Forgetful Doctors Means Catheter Misuse

B O S T O N, Oct. 13, 2000 -- Are doctors and nurses more concerned with their work relief than your bladder relief?

In a small study of four medical centers, published in the current issue of the American Journal of Medicine, researchers found that 31 percent of hospitalized patients who receive urinary catheters don’t need them.

Why the over-catheterization? Catheters make it easier for nursing staff not to clean up a soiled sheet, say, of an elderly patient who may or may not be able to control his or her bladder. Once inserted, the devices often remain too long because doctors either forget or don’t know they are there.

Concern Over Catheters Prolonged catheter use is a concern because the practice can lead to painful urinary tract infections and longer hospital stays, says Dr. Sanjay Saint, assistant professor of internal medicine at the University of Michigan in Ann Arbor and lead author of the study.

“Inappropriate catheter use is an important patient safety issue,” Saint says. “Often, caregivers are doing something patients do not like for indications the patients do not have. If they don’t need the device, it should be removed as soon as possible.”

The study found that 25 percent of all hospitalized patients will receive a catheter at some point in their stay. A catheter is a latex or silicon tube which is inserted into a patient’s urethra and bladder and allows urine to be emptied into a bag.

Catheters are considered necessary when a patient is bed-ridden, incontinent or unable to control urine flow, is in post-operative recovery, has a bladder obstruction such as an enlarged prostate, or needs to have urine levels observed.

Catheters can make it easier for health-care professionals to monitor fluids and to see blood in the urine, says Dr. Martin Resnick, secretary of the American Urology Association and a urologist with Case Western Reserve University in Cleveland. “It’s certainly not essential, but it is more convenient to have it,” he says. “I’m not sure it’s harmful, as long as it’s not used long term.”

§ **Supplied data**:
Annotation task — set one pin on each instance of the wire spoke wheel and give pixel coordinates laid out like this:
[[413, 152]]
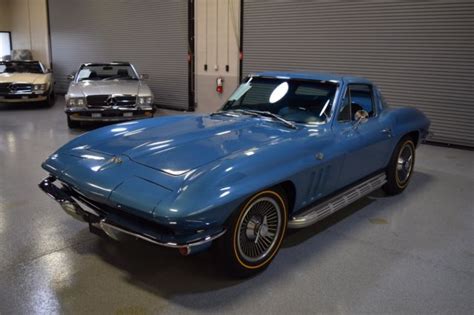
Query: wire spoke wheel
[[405, 163], [259, 229]]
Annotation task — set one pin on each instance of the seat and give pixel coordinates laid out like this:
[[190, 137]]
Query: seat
[[122, 72]]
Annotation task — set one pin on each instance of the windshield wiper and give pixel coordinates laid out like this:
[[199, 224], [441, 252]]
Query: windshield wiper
[[267, 114]]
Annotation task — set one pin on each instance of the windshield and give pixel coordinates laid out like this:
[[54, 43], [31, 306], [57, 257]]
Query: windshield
[[20, 67], [106, 72], [300, 101]]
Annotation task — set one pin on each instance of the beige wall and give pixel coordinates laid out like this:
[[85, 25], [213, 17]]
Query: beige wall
[[29, 27], [211, 46]]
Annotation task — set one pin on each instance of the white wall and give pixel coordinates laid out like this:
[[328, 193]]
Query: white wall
[[218, 46], [29, 27]]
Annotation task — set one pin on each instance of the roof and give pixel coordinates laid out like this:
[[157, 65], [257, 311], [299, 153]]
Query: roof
[[318, 76], [99, 64], [18, 61]]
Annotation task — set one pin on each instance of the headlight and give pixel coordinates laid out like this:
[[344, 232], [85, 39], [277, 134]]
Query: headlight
[[38, 87], [77, 101]]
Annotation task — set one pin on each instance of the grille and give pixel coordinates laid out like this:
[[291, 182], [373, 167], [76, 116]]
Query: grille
[[7, 88], [108, 100]]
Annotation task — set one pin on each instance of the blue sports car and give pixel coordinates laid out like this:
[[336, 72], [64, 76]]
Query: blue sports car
[[285, 151]]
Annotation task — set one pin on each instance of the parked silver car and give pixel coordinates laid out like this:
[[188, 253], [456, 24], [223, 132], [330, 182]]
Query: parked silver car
[[107, 92]]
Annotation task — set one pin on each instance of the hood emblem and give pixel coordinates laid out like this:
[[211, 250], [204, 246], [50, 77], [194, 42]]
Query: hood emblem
[[111, 101]]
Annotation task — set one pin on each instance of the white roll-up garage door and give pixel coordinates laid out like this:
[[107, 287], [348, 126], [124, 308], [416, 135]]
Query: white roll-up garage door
[[420, 53], [152, 35]]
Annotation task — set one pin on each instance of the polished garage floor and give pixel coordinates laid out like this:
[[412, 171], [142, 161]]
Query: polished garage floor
[[411, 254]]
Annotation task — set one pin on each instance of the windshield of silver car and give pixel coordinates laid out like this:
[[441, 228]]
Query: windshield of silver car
[[20, 67], [107, 72], [297, 101]]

§ **Things to do**:
1. List every condition the catheter article above gives for when a catheter is considered necessary.
2. From the catheter article above, return the part starting at "In a small study" and ending at "of the study.".
3. Resume the article on catheter misuse from its last sentence and carry it forward.

§ **Responses for each task**:
1.
- The patient is bed-ridden.
- The patient is incontinent or unable to control urine flow.
- The patient is in post-operative recovery.
- The patient has a bladder obstruction such as an enlarged prostate.
- The patient needs to have urine levels observed.

2.
In a small study of four medical centers, published in the current issue of the American Journal of Medicine, researchers found that 31 percent of hospitalized patients who receive urinary catheters don’t need them.

Why the over-catheterization? Catheters make it easier for nursing staff not to clean up a soiled sheet, say, of an elderly patient who may or may not be able to control his or her bladder. Once inserted, the devices often remain too long because doctors either forget or don’t know they are there.

Concern Over Catheters Prolonged catheter use is a concern because the practice can lead to painful urinary tract infections and longer hospital stays, says Dr. Sanjay Saint, assistant professor of internal medicine at the University of Michigan in Ann Arbor and lead author of the study.

3.
Infection Risk Rises But every day a catheter is left in, researchers have found, a patient has a 5 percent chance of developing a urinary tract infection. Such an infection occurs when bacteria, typically from the patient’s genital area, migrate up the outside of the catheter and infect the otherwise sterile bladder. Occasionally, the infection spreads to the bloodstream.

While these infections can usually be cured with antibiotics, they have the potential to lengthen hospital stays and cause more serious side effects that can be life-threatening.

One of the reasons unnecessary catheters are left in place is because doctors often plumb forget about their patients’ plumbing, the Michigan researchers discovered.

In their survey of 256 doctors from four university-affiliated medical centers in California, the Midwest and the Pacific Northwest, they found that 28 percent of the time, the doctors had forgotten or never knew which of their patients still had a catheter inserted.

And these “forgotten” catheters were the ones more likely to be medically unjustified — probably the reason doctors failed to realize they were being used in the first place.

Catheter Check

Saint is calling for a mandatory “stop-order” on all hospital catheterizations after 48 hours of use, with a daily review thereafter, as a way to remind health-care workers to justify continued catheterization. He is currently hoping to launch a pilot study testing whether this would ultimately reduce unnecessary catheterizations and infections.

In the meantime, Saint says, patients — or their family members — should simply ask the doctor every day: Do I still need the catheter? “A proactive patient in this case helps,” he says.

“Patients have to become more engaged,” Resnick agrees. “It’s reasonable to question [health-care professionals] what’s being done.”